> Written instruction A
Duplicate the part of the passage on Chicago's administrative hearing debt relief that opens with the words "Mayor Lori Lightfoot’s" and closes with "administrative hearing violations.".

> Given text
++++++++++++++++++++

Mayor Lori Lightfoot’s administration on Thursday touted a pair of new programs baked into her 2023 budget to lighten the load for Chicagoans saddled with debt from administrative hearing violations.

City Hall has long used the administrative adjudication process to handle a virtual kitchen sink of quality-of-life offenses. They range from distracted driving, loud radio playing and motorcycle noise to fly-dumping, littering, over-flowing dumpsters and pollution violations.

Now, the Lightfoot administration is making two new offers that residents and businesses mired in administrative hearing debt may find difficult to refuse.

The first program, called “standard relief,” is open to all residents and businesses. There are no eligibility requirements or applications. It opened Tuesday, offering individuals and businesses the opportunity to have their interest, collection costs and court fees waived if they pay the original fine amount in full or enroll in a payment plan. The deadline is March 31.

The second program, known as “hardship relief,” is more generous, but it requires an application and is only open to residents — not businesses.

++++++++++++++++++++

> Given records
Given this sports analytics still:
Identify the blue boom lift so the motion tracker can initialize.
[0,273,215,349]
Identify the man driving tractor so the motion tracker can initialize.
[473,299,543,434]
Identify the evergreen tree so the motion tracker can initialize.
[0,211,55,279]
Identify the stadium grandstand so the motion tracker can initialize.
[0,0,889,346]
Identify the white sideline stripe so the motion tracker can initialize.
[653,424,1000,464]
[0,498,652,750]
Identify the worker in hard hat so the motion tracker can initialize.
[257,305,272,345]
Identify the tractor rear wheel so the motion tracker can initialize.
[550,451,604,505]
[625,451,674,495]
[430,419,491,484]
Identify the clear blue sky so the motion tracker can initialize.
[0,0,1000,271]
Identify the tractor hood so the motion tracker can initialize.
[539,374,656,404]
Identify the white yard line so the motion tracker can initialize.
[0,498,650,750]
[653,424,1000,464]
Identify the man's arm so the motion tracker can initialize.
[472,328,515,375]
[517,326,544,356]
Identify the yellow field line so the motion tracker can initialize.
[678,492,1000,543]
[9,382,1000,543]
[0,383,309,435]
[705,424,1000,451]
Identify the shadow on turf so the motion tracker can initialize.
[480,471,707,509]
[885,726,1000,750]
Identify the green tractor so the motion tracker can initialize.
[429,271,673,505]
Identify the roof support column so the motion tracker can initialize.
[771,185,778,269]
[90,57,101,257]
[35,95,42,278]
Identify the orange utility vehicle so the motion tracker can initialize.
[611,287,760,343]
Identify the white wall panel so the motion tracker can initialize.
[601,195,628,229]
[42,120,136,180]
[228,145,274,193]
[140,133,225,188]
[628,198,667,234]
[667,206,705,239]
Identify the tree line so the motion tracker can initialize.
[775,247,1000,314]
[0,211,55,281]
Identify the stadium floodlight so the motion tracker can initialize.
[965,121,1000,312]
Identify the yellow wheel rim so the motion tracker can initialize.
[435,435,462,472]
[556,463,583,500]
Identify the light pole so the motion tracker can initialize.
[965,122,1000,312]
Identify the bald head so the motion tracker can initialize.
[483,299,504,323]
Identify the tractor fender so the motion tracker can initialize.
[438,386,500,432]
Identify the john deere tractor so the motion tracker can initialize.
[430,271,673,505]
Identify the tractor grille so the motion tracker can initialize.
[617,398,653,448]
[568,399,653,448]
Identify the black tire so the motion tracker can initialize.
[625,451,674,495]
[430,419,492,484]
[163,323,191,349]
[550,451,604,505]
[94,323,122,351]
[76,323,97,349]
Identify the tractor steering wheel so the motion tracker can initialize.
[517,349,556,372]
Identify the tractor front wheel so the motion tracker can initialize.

++++++++++++++++++++

> Written instruction B
Set down the lines of the records exactly as they appear, starting at the line containing "Identify the john" and continuing through the end of the records, both ends included.

> Complete answer A
Mayor Lori Lightfoot’s administration on Thursday touted a pair of new programs baked into her 2023 budget to lighten the load for Chicagoans saddled with debt from administrative hearing violations.

> Complete answer B
Identify the john deere tractor so the motion tracker can initialize.
[430,271,673,505]
Identify the tractor grille so the motion tracker can initialize.
[617,398,653,448]
[568,399,653,448]
Identify the black tire so the motion tracker can initialize.
[625,451,674,495]
[430,419,492,484]
[163,323,191,349]
[550,451,604,505]
[94,323,122,351]
[76,323,97,349]
Identify the tractor steering wheel so the motion tracker can initialize.
[517,349,556,372]
Identify the tractor front wheel so the motion tracker can initialize.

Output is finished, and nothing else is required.